Can you arrange every line of the listing below as a JSON list of strings, one string per line, skipping blank lines and leaving the pictures out?

### Provided information

------------------------------------------------

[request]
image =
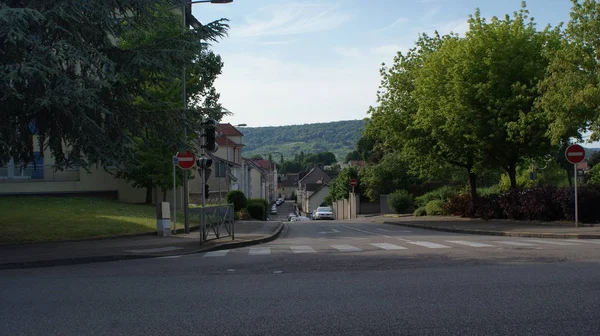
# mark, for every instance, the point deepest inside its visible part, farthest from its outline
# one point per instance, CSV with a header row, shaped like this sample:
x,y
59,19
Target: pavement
x,y
509,228
322,278
102,250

------------------------------------------------

### Response to this exercise
[
  "[request]",
  "image =",
  "# mark, for every instance, the point deepest inside its visible part, farthest from its outline",
  "# one point per instance, CSV with a header row, shaped like this sample:",
  "x,y",
  "59,19",
  "Target: pavement",
  "x,y",
  "509,228",
  "322,278",
  "102,250"
]